# Page
>>>

London, “Ernest Edmonds: Networked” (Until Sept. 6)
In 1970, Ernest Edmonds exhibited one of the earliest interactive artworks made using a computer. An early adopter of digital art, the logician and mathematician was interested not in automating art, but making human interaction a new medium. Here, two landmark works illustrate Edmond’s radical rethinking of communication and art over six decades. One of his first pre-Internet works, Communication Game (1969), allowed participants to interact via light. His latest and most ambitious project, Quantum Tango (2025), uses an algorithm and live audience movement in three cities to create the work. gazelliarthouse.com

Los Angeles, “Maja Ruznic: Srklet” (Until Sept. 13)

<<<

# Given instruction A
Set down the passage of the exhibition listing above between "In 1970, Ernest" and "(Until Sept. 13)", inclusive, copying it word for word.

# Source material

>>>

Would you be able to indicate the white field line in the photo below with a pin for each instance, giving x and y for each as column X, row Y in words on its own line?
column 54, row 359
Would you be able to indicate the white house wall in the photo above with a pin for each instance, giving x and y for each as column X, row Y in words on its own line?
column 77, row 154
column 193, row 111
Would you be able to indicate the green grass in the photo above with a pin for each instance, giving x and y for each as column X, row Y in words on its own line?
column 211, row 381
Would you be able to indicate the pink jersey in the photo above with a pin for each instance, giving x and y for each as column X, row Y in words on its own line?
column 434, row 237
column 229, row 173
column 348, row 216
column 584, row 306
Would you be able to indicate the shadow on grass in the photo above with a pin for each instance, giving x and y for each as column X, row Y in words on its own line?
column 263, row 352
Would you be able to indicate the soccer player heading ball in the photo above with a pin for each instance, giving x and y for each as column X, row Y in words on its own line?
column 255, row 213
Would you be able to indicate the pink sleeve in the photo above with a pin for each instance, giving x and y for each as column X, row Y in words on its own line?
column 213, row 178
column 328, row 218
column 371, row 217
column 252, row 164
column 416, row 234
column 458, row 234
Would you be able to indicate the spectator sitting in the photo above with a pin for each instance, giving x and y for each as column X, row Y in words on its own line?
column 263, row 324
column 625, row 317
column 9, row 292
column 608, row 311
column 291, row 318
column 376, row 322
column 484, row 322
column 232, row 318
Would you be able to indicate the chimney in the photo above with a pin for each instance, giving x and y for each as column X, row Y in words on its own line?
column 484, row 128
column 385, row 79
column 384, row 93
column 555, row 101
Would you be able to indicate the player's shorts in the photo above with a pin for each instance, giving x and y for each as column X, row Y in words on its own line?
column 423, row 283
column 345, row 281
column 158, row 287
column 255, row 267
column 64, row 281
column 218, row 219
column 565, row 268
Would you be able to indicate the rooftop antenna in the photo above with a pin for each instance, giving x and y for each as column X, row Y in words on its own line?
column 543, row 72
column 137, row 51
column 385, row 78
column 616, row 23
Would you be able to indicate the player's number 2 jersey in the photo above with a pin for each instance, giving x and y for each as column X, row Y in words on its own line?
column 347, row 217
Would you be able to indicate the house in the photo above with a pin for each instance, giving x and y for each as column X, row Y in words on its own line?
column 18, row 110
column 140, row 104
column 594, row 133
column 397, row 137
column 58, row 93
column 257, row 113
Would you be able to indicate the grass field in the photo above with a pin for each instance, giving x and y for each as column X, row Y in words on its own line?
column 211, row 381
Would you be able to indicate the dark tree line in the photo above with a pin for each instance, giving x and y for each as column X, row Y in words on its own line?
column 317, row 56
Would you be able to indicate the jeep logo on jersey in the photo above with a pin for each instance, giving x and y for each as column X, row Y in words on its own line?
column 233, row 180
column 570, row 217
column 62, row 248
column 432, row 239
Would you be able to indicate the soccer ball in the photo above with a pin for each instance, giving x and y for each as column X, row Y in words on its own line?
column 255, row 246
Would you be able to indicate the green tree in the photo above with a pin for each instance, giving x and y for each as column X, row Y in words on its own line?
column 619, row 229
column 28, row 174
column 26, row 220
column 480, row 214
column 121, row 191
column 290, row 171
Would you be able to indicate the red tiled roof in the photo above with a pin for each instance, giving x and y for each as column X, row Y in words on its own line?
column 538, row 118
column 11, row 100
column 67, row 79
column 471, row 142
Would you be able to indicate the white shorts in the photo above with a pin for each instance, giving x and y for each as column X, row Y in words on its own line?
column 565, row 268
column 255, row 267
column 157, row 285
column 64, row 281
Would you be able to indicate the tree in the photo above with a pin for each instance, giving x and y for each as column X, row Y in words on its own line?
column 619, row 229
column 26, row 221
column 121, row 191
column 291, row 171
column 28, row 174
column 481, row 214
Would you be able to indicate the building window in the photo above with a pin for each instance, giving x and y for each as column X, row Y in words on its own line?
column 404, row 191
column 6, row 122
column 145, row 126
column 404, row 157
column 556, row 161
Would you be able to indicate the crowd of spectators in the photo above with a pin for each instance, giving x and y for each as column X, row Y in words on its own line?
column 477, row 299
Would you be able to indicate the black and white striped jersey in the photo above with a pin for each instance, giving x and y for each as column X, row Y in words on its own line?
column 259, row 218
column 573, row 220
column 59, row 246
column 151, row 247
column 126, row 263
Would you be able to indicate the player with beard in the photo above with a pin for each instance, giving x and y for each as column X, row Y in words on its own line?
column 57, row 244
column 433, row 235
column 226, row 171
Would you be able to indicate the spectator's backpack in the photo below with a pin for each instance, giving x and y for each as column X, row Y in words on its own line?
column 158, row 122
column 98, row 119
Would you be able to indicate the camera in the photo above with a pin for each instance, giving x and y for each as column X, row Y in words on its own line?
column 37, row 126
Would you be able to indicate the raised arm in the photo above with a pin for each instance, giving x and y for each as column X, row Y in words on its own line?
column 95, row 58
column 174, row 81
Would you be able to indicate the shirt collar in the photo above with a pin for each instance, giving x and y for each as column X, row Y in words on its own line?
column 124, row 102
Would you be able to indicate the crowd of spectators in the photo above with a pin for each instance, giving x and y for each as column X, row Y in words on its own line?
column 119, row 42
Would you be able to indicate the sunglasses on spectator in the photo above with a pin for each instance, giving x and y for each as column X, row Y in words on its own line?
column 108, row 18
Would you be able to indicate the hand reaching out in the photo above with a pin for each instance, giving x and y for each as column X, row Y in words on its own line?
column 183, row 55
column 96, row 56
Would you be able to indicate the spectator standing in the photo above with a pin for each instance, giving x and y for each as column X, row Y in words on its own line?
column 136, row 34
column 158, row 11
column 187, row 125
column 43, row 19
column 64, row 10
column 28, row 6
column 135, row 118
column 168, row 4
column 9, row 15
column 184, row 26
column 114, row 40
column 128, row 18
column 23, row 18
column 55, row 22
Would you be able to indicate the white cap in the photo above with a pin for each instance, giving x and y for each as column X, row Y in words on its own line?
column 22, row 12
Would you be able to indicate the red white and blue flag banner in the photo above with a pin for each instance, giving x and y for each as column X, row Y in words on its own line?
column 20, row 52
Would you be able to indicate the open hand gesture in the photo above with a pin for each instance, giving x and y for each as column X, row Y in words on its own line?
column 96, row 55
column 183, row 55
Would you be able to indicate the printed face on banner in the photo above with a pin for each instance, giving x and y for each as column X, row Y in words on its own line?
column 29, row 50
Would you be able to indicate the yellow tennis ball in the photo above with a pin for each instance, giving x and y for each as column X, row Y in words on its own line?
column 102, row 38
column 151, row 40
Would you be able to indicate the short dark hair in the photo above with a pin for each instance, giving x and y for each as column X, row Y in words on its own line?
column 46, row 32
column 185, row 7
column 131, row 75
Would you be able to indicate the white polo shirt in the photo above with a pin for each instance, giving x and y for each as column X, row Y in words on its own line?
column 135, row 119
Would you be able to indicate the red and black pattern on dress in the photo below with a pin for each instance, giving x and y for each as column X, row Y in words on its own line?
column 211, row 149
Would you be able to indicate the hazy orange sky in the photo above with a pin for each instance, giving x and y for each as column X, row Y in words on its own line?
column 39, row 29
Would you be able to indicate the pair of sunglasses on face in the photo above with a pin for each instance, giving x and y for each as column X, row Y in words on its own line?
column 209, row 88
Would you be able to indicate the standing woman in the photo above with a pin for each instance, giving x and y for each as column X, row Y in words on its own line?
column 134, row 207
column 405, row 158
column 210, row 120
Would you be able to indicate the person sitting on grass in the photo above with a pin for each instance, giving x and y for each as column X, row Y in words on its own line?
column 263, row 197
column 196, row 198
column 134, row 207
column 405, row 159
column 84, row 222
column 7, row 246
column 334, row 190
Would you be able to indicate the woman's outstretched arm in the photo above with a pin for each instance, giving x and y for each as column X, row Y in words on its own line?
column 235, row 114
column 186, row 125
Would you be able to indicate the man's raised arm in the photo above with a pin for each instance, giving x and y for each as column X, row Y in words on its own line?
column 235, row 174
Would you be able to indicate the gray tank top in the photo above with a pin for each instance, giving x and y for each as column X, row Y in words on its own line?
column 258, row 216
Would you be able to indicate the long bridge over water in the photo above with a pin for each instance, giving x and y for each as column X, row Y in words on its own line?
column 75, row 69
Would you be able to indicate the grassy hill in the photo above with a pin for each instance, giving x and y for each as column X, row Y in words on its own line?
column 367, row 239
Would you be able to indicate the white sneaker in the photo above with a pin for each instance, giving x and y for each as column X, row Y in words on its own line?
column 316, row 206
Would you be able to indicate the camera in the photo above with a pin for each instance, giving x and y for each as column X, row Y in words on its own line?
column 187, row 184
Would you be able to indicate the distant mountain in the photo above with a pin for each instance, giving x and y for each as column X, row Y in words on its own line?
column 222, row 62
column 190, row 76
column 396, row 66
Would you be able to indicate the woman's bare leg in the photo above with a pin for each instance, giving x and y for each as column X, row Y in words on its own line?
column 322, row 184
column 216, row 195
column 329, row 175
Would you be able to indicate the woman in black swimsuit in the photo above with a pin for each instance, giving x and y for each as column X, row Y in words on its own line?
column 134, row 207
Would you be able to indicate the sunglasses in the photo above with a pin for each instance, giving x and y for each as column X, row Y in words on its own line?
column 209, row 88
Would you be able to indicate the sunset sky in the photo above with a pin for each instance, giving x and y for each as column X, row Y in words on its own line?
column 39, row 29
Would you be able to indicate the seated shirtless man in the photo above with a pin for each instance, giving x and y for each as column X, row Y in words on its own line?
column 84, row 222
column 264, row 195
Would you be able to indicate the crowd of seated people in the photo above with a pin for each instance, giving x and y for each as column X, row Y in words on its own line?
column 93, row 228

<<<

# Given instruction B
Extract from the records the lines between the lines holding "Would you be able to indicate the man's" and "column 258, row 216", inclusive, and repeat them word for word.

# Exercise output A
In 1970, Ernest Edmonds exhibited one of the earliest interactive artworks made using a computer. An early adopter of digital art, the logician and mathematician was interested not in automating art, but making human interaction a new medium. Here, two landmark works illustrate Edmond’s radical rethinking of communication and art over six decades. One of his first pre-Internet works, Communication Game (1969), allowed participants to interact via light. His latest and most ambitious project, Quantum Tango (2025), uses an algorithm and live audience movement in three cities to create the work. gazelliarthouse.com

Los Angeles, “Maja Ruznic: Srklet” (Until Sept. 13)

# Exercise output B
Would you be able to indicate the man's raised arm in the photo above with a pin for each instance, giving x and y for each as column X, row Y in words on its own line?
column 235, row 174
Would you be able to indicate the gray tank top in the photo above with a pin for each instance, giving x and y for each as column X, row Y in words on its own line?
column 258, row 216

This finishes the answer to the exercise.